Amid the dust-up, the board moved to replace longtime CEO David Kirchhoff with recently minted James Chambers, who was just named COO in January. While the turnaround isn't likely to follow a linear path, I believe the odds favor Weight Watchers turning out a successful investment, for three reasons: the potential for organizational changes, still large market potential, and a very cheap stock.

Organizational changes: As detailed above, I don't think Weight Watchers' problems are the program itself -- they're about resonating with prospective customers, and making their tools successful. The most recent product roll-outs have been a flop, in part the consequence of poor marketing, and in part the tools' less-than-intuitive feel. With Chambers' appointment to CEO, I believe that's poised to change.

Chambers brings a necessary touchy-feely element to Weight Watchers' upper ranks -- a consumer-products background. Having worked at Kraft, Nabisco, and Cadbury, he (ostensibly) understands the importance of connecting with customers on some fundamental level and spending marketing dollars wisely, which recent marketing campaigns haven't. That can change, and I expect it will.

• Record excerpts:
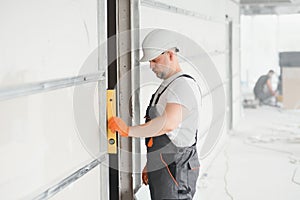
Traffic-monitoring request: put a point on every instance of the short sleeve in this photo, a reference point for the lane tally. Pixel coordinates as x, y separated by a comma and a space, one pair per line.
181, 92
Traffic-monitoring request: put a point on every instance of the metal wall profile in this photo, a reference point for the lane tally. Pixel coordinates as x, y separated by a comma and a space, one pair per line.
33, 88
177, 10
51, 191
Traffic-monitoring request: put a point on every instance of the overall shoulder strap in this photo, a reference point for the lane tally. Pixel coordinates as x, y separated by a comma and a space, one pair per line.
183, 75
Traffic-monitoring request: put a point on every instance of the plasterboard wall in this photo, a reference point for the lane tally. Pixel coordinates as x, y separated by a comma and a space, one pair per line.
40, 144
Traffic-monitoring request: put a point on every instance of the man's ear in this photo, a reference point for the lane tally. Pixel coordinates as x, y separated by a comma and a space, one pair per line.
171, 55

• Task item:
Carry on the Weight Watchers investment case from its last sentence.

• Answer for this exercise:
Likewise, recognizing its leaders' dissatisfaction with current compensation schemes, management's moving to change things. As someone experienced in managing dispersed field organizations, I expect Chambers will set to work reinvigorating and engaging Weight Watchers' most important employees: its meeting leaders. While that's likely to dent earnings in the near-term, it should benefit the long-term.

A huge market: For better or worse, Weight Watchers' market opportunity isn't declining. The CDC estimated that 35.9% of U.S. adults were obese in the 2009-2010 period, and 69% overweight or obese. Currently, Weight Watchers owns less than $2 billion of an estimated $60 billion market opportunity. Weight Watchers probably won't capture an outsize share of the market, but it doesn't need to.

With the CDC's recent decision to classify obsesity as a disease, Weight Watchers might gain a huge captive market by partnering with insurers, as a preventive care option. Likewise, there's a lot of cash on the table in the B2B segment, where employers should be eager to partner with Weight Watchers for the same reasons, and in the process, reduce the bottom-line burden from health care costs. Though Weight Watchers faces competition from the likes of Herbalife and Nutrisystem and smaller upstarts, it seems there's plenty of love to go around.

A cheap stock: As it stands, Weight Watchers shares trade at eight times my estimate of this year's free cash flow. That presumes a company in perpetual decline. As I've detailed, I don't think that's the case. Consider a few figures.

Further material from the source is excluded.